Please write out each of the following entries word for word, with nothing changed.

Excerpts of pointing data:
>>>>>

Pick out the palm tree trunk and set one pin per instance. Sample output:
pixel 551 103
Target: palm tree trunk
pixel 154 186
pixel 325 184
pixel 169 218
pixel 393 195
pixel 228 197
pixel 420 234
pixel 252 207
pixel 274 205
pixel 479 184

<<<<<

#### OUTPUT OF THE TASK:
Pick out the palm tree trunk and set one pin per instance. Sample output:
pixel 551 103
Target: palm tree trunk
pixel 154 186
pixel 325 184
pixel 169 218
pixel 393 195
pixel 228 197
pixel 420 234
pixel 252 207
pixel 274 205
pixel 479 184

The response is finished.